Problem description:
Transcribe all of the data exactly. Images stay out.

Supplied material:
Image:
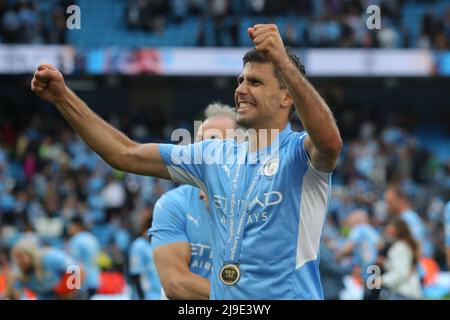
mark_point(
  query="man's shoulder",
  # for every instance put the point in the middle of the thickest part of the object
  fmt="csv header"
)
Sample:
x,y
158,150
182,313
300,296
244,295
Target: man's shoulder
x,y
181,193
139,244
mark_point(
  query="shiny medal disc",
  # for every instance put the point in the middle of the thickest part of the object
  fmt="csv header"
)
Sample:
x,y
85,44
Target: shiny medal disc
x,y
230,274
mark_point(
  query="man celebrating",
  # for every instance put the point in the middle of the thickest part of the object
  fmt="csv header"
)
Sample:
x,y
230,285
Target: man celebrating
x,y
181,225
268,199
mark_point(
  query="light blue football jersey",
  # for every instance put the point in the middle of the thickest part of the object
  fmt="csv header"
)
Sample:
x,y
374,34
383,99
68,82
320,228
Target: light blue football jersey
x,y
142,263
285,200
447,224
181,216
365,239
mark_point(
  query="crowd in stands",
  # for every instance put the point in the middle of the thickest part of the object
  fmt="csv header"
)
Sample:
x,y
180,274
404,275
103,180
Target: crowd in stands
x,y
33,22
303,23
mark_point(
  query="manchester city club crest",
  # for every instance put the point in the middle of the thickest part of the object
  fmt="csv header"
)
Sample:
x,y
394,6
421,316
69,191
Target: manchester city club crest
x,y
271,167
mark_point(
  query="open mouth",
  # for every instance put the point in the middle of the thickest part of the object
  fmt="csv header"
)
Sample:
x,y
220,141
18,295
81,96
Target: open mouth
x,y
244,106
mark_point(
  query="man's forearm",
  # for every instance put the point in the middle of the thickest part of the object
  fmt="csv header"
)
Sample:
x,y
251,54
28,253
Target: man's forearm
x,y
189,287
105,140
314,113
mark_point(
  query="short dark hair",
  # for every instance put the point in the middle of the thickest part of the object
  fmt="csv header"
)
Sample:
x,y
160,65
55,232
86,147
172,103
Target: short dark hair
x,y
77,220
254,55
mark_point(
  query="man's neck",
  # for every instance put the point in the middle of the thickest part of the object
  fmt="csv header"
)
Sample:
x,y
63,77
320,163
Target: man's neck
x,y
262,138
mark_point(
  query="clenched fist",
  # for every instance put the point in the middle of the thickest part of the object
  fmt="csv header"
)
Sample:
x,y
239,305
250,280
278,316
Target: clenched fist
x,y
48,83
267,40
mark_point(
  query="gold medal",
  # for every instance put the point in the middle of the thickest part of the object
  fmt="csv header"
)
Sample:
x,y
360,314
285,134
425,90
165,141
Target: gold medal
x,y
230,274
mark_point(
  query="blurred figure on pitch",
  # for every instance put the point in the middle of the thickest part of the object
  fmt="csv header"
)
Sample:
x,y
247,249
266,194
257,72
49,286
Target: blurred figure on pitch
x,y
401,278
447,232
181,226
144,277
363,243
399,204
49,273
332,273
84,247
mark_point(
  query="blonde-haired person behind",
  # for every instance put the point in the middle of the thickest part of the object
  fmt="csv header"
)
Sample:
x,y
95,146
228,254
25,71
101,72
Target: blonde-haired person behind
x,y
401,278
49,273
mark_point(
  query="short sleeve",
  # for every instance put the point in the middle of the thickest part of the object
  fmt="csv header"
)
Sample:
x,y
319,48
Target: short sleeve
x,y
169,220
185,163
137,263
447,224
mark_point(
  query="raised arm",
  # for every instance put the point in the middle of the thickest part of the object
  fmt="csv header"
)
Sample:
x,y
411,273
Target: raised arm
x,y
323,142
172,263
113,146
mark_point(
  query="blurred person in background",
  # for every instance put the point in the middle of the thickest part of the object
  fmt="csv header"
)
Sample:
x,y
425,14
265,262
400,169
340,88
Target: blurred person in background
x,y
181,227
332,273
399,204
143,275
84,247
401,279
363,243
49,273
447,233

Output for this exercise:
Image:
mark_point(
  query="man's shoulder",
  # for every instance put the point in the middle of the thickest part of the object
  fmt="csv header"
)
Sample:
x,y
158,150
182,313
300,296
244,295
Target: man's shoulder
x,y
181,193
139,244
mark_point(
  query="shiny medal disc",
  # for every instance put the point in the middle of the thickest part of the object
  fmt="csv header"
)
Sample:
x,y
85,44
Target: shiny medal disc
x,y
230,274
mark_point(
  query="man celebrating",
  # for every instance put the point in the middle of the thickest part of the object
  fmt="csv header"
)
Sample:
x,y
230,285
Target: man celebrating
x,y
181,225
268,199
mark_point(
  query="light blue football jersey",
  # for every instance put the point in the middle of the thickest part of the object
  fmt="csv header"
)
Sample:
x,y
374,34
383,99
68,82
320,228
Target: light blue football jersey
x,y
142,263
285,200
447,224
181,216
365,239
mark_point(
  query="crowd in stands",
  # for every instance put the point in the middle of the thickest part of the object
  fmt="csv header"
)
Sample:
x,y
180,274
404,275
103,180
Target: crowd in stands
x,y
33,22
303,23
mark_point(
  query="manchester city club crest",
  # for every instance put the point in the middle of the thickest part of the object
  fmt="csv header"
)
Sample:
x,y
394,6
421,316
69,191
Target: manchester city club crest
x,y
271,167
mark_point(
  query="open mouth",
  # for every instance put the point in the middle of the thickest part of the object
  fmt="csv header"
)
Sample:
x,y
220,141
18,295
81,96
Target: open mouth
x,y
244,106
mark_point(
  query="man's forearm",
  # for every instance put the point in the middle of the thickest part of the object
  fmt="csv header"
)
Sample:
x,y
251,54
28,253
Target: man's forearm
x,y
189,287
105,140
314,113
mark_point(
  query="short dark hair",
  # for every instance put the point in the middle of the thickest part of the object
  fmt="csv header"
)
Sample:
x,y
160,65
55,232
86,147
172,103
Target: short dark hair
x,y
77,220
254,55
mark_point(
  query="man's neck",
  # for every instance put the point in the middle of the thickest part of the object
  fmt="csv header"
)
Sample:
x,y
63,77
320,163
Target: man's neck
x,y
262,138
mark_point(
  query="clenched fist",
  # for every instance put the point in the middle of the thickest part of the object
  fmt="csv header"
)
Sample:
x,y
239,305
250,280
278,316
Target: clenched fist
x,y
48,83
267,40
mark_point(
  query="gold medal",
  # for every instance put the point in the middle of the thickest part of the object
  fmt="csv header"
)
Sample:
x,y
360,314
285,134
425,90
165,141
Target: gold medal
x,y
230,274
mark_point(
  query="blurred figure on pitch",
  # for every instance put the point in the middle of the thickest part of the object
  fmt="csv header"
)
Sample:
x,y
247,249
266,194
257,72
49,286
Target: blurred figure on pitch
x,y
401,278
447,232
181,226
144,277
363,243
399,204
49,273
332,273
84,247
mark_point(
  query="blonde-haired person behind",
  # for every instance put the point in the middle of the thickest part of the object
  fmt="csv header"
)
Sample:
x,y
95,146
228,254
25,71
101,72
Target: blonde-haired person behind
x,y
401,278
49,273
mark_point(
  query="short sleeve",
  # for every instance put the point in the middle of the thickest part of the object
  fmt="csv header"
)
Sample:
x,y
319,48
Target: short sleeve
x,y
169,220
185,163
137,263
447,224
mark_point(
  query="raised arm",
  # for every instance put the point in the middle of the thickest part of the object
  fmt="csv header"
)
Sample:
x,y
411,273
Target: raised arm
x,y
323,142
172,263
113,146
mark_point(
  query="blurred person in background",
  # for every instance put the point in the middle of the thickest part of the object
  fmt="csv header"
)
Sample:
x,y
425,14
265,262
400,169
340,88
Target: blurred person in background
x,y
181,227
332,273
399,204
143,275
84,247
401,279
363,243
49,273
447,233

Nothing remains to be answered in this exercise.